━━━━━ TEXT FOR ANALYSIS ━━━━━

American actor (born 1980)

Zachary Levi Pugh (/pjuː/ PEW; born September 29, 1980) is an American actor. He starred as Kipp Steadman in the sitcom Less Than Perfect (2002–2006), Chuck Bartowski in the action comedy series Chuck (2007–2012), and as the title character in the superhero film Shazam! (2019) and its 2023 sequel.

He voiced Flynn Rider in the 2010 Disney animated musical fantasy film Tangled, in which he performed "I See the Light" with Mandy Moore. The song won a Grammy Award for Best Song Written for Visual Media. He reprised the voice role in the 2012 short film Tangled Ever After and in the 2017 television series Rapunzel's Tangled Adventure. He also appeared as Fandral in the superhero films Thor: The Dark World (2013) and Thor: Ragnarok (2017).

Levi starred as Georg Nowack in the 2016 Broadway revival of She Loves Me, for which he received a Tony Award nomination.

━━━━━ SUPPLIED RECORDS ━━━━━

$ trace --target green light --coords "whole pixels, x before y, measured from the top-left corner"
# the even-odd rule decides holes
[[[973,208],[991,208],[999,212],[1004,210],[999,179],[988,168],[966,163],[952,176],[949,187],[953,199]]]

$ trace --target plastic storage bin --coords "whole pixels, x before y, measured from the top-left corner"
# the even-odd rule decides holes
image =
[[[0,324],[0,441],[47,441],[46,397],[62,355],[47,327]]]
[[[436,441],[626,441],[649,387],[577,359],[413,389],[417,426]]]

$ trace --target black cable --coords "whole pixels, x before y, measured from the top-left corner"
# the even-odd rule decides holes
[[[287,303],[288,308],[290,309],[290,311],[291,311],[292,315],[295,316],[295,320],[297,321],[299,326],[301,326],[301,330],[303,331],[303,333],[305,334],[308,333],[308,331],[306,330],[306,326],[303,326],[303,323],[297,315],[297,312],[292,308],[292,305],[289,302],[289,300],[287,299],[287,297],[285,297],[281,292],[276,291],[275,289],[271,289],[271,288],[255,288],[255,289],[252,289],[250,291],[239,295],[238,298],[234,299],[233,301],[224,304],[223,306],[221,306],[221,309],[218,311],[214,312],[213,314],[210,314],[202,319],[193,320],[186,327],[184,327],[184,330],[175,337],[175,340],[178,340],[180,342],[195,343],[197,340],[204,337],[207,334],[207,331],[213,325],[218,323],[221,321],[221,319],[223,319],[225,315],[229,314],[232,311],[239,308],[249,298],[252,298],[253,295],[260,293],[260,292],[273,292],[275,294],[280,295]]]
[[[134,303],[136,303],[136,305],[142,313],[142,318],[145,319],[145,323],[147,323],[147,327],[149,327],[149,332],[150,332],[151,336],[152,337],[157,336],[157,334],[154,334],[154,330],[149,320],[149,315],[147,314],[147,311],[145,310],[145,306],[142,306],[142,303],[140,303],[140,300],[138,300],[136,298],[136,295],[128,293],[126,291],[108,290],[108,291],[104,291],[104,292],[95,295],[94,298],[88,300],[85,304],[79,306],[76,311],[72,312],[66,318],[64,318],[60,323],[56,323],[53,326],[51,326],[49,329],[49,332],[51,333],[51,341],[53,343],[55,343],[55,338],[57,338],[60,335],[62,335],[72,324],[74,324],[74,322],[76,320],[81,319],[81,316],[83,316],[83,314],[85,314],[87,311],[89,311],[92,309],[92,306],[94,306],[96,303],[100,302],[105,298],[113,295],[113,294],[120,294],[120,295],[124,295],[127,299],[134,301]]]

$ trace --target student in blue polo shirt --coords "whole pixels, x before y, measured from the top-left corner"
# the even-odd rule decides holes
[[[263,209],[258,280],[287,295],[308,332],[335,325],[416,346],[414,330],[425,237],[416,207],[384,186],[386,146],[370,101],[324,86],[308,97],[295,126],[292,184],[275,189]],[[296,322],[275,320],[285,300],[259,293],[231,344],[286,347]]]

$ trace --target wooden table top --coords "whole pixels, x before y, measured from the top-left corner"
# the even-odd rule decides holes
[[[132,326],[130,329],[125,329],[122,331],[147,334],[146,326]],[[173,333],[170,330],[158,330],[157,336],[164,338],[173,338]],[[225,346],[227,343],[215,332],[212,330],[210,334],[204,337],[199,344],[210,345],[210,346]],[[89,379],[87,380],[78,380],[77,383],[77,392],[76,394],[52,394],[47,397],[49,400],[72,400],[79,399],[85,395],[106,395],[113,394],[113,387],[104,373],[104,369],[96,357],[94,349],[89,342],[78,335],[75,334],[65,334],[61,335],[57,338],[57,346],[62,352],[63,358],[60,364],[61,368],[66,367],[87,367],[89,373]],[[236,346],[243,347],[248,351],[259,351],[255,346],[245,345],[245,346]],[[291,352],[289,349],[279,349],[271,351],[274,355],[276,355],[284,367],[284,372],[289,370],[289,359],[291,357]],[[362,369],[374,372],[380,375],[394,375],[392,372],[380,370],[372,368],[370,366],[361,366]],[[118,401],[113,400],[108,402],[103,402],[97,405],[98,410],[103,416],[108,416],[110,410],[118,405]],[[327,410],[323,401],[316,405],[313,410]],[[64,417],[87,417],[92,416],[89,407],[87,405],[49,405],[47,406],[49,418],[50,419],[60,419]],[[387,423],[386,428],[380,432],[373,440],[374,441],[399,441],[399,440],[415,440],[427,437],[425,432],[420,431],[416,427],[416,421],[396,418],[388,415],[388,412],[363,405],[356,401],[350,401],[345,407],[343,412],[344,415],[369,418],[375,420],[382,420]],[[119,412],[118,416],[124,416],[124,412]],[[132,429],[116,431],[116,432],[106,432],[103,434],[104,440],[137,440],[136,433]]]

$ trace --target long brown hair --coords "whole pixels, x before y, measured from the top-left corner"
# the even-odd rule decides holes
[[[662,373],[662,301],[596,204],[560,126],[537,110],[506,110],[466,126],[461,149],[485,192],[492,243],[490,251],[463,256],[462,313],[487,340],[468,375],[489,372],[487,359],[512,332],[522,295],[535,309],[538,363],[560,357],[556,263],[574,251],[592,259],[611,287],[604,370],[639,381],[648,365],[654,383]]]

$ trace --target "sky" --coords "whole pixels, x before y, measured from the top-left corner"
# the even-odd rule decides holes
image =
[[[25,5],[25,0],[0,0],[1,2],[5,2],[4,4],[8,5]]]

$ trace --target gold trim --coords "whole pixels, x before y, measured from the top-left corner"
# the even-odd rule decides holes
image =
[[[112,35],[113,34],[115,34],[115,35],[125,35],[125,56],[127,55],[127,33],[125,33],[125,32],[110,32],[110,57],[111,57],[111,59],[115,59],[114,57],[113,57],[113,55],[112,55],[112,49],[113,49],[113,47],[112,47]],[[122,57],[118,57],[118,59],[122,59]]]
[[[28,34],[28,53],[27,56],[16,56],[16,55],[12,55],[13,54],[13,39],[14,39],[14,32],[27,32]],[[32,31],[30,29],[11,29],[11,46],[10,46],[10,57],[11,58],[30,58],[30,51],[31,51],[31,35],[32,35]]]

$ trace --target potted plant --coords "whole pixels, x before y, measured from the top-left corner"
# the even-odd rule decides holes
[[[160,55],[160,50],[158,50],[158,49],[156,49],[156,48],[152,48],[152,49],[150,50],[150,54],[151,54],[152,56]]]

━━━━━

- [TASKS TO CARRY OUT]:
**A)** Condense the paragraph of the Zachary Levi profile that begins "He voiced Flynn Rider" into a short bulleted list that keeps its main facts.
**B)** Retype a passage from the Zachary Levi profile word for word. Begin at the words "American actor (born" and stop after the words "Thor: Ragnarok (2017).".
The dataset entries are separate material and have no connection to the Zachary Levi profile.

- [RESULTS FOR THE EXERCISE]:
**A)**
- Voiced Flynn Rider in Disney's 2010 animated musical fantasy film Tangled
- Performed "I See the Light" with Mandy Moore; the song won a Grammy Award for Best Song Written for Visual Media
- Reprised the voice role in the 2012 short film Tangled Ever After and the 2017 series Rapunzel's Tangled Adventure
- Played Fandral in Thor: The Dark World (2013) and Thor: Ragnarok (2017)

**B)**
American actor (born 1980)

Zachary Levi Pugh (/pjuː/ PEW; born September 29, 1980) is an American actor. He starred as Kipp Steadman in the sitcom Less Than Perfect (2002–2006), Chuck Bartowski in the action comedy series Chuck (2007–2012), and as the title character in the superhero film Shazam! (2019) and its 2023 sequel.

He voiced Flynn Rider in the 2010 Disney animated musical fantasy film Tangled, in which he performed "I See the Light" with Mandy Moore. The song won a Grammy Award for Best Song Written for Visual Media. He reprised the voice role in the 2012 short film Tangled Ever After and in the 2017 television series Rapunzel's Tangled Adventure. He also appeared as Fandral in the superhero films Thor: The Dark World (2013) and Thor: Ragnarok (2017).